***** Information *****

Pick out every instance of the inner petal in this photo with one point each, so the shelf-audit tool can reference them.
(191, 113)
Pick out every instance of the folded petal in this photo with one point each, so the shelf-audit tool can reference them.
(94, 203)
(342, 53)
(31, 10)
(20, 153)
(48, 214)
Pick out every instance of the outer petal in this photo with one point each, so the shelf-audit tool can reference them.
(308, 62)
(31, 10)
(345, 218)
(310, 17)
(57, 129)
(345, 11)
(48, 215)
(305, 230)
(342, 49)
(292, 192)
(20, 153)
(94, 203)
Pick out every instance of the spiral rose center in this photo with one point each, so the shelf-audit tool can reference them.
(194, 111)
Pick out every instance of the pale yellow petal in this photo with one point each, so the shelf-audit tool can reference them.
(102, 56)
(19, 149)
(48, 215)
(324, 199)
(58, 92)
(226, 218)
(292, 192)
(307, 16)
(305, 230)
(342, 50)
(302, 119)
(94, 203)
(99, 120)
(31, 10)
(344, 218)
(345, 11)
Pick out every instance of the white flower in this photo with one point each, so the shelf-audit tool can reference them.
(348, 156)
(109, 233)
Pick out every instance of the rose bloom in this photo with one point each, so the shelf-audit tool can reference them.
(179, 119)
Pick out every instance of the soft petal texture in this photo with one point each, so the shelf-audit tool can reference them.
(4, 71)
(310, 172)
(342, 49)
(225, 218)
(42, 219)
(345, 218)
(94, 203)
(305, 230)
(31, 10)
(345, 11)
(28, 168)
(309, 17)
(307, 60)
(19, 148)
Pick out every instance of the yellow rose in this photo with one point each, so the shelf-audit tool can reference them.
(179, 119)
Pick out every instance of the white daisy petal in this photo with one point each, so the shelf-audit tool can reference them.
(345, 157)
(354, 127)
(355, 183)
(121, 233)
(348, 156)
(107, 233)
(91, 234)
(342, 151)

*****

*Work instruction:* Could you retype every record above exactly as it appears?

*Answer to this problem:*
Pick out every instance of the inner petal in this photo with one point each, so the shelf-audit tool can reference them.
(191, 113)
Pick out every instance of the folded petal in this photo with one point each, so the shelf-audit tool can reference them.
(94, 203)
(342, 53)
(31, 10)
(20, 153)
(48, 214)
Pick out every instance of the outer petal in this photo with one point each, so the shelf-audit tool can reference them.
(308, 62)
(31, 10)
(345, 218)
(310, 17)
(57, 129)
(345, 11)
(48, 215)
(305, 230)
(342, 49)
(292, 192)
(20, 153)
(94, 203)
Pick out every instance of the spiral rose center in this photo with one point each, so the shelf-audit tool can reference them.
(194, 111)
Pick out every instance of the pale yellow petal in this photo with one point each, so the shelf-audit tool can reference them.
(102, 56)
(19, 149)
(48, 215)
(324, 199)
(58, 92)
(226, 218)
(292, 192)
(307, 16)
(305, 230)
(342, 50)
(302, 119)
(94, 203)
(99, 120)
(31, 10)
(344, 218)
(345, 11)
Pick out every instance of the white flower in this photo with one point each, so the shelf-audit tool can reference them.
(348, 156)
(109, 233)
Pick out every instance of the rose bloom in this photo with one point each, so the shelf-audit tool can reference them.
(179, 119)
Pick out every instance of the soft petal texture in this photo with one point each, so the shelf-audit tool can reference them.
(4, 71)
(310, 172)
(342, 49)
(225, 218)
(42, 219)
(345, 218)
(94, 203)
(305, 230)
(31, 10)
(345, 11)
(28, 168)
(309, 17)
(307, 60)
(19, 148)
Pick out every instance of the yellow rose in this photo with one point each, so the shelf-audit tool can reference them.
(179, 119)
Pick out every instance of the white daisy petal in this photo with one point each, so the shelf-audit tool can reference them.
(345, 157)
(354, 127)
(355, 183)
(121, 233)
(348, 156)
(107, 233)
(91, 234)
(342, 151)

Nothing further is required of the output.